--- Texte à lire ---
Il est donc nécessaire de rappeler d'abord les termes essentiels de cet arrêt, dans lequel la Cour, saisie à titre préjudiciel par l'Oberlandesgericht Duesseldorf, s'est prononcée sur le principe de l'étanchéité par rapport au droit communautaire de la concurrence.

9 Le litige qui est à l'origine de l'arrêt en question opposait l'entreprise Cartier, leader mondial pour certaines catégories de produits de luxe, à une société du groupe Metro, grossiste indépendant. Metro réussissait à s'approvisionner (de manière licite) en produits Cartier en dehors du réseau de distribution sélective prévu pour la commercialisation de ces produits (et expressément approuvé par la Commission) et les vendait dans ses propres points de vente à des prix inférieurs à ceux pratiqués par les distributeurs officiels.

Pour résoudre le litige entre les parties, né du refus de Cartier de fournir une garantie pour les montres vendues par Metro, le caractère non étanche du système de distribution sélective prévu par Cartier jouait un rôle essentiel. Selon le juge national, en effet, l'éventuelle incompatibilité de ce système (due à son absence d'étanchéité) avec l'article 85 du traité aurait aussi entraîné l'illégalité de la limitation de garantie pour les produits vendus en dehors du réseau officiel. Le juge national posait donc à la Cour une question destinée à établir si l'étanchéité du système en question constituait une condition de sa validité au sens de l'article 85, paragraphes 1 et 2, du traité.

--- Extrait de référence ---
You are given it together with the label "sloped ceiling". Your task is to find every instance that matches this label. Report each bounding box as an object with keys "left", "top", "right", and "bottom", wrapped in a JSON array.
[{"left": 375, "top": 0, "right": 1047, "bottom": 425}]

--- À faire ---
(A) Indiquez si chacune des affirmations suivantes concorde avec le texte sur l'affaire Cartier, en répondant par oui ou par non et en citant exactement les mots du texte qui tranchent la question. (i) Metro s'approvisionnait en produits Cartier de manière illicite. (ii) La Cour a été saisie à titre préjudiciel par l'Oberlandesgericht Duesseldorf. (iii) Metro vendait les produits Cartier à des prix supérieurs à ceux des distributeurs officiels.
(B) Recopiez le passage du texte sur l'affaire Cartier qui va de « 9 Le litige » à « les distributeurs officiels. », en substituant « distributeur indépendant » à « grossiste indépendant ».
Le matériel n'est pas nécessaire pour ce travail.

--- Les solutions ---
(A)
(i) Non : « Metro réussissait à s'approvisionner (de manière licite) en produits Cartier ».
(ii) Oui : « la Cour, saisie à titre préjudiciel par l'Oberlandesgericht Duesseldorf ».
(iii) Non : « à des prix inférieurs à ceux pratiqués par les distributeurs officiels ».

(B)
9 Le litige qui est à l'origine de l'arrêt en question opposait l'entreprise Cartier, leader mondial pour certaines catégories de produits de luxe, à une société du groupe Metro, distributeur indépendant. Metro réussissait à s'approvisionner (de manière licite) en produits Cartier en dehors du réseau de distribution sélective prévu pour la commercialisation de ces produits (et expressément approuvé par la Commission) et les vendait dans ses propres points de vente à des prix inférieurs à ceux pratiqués par les distributeurs officiels.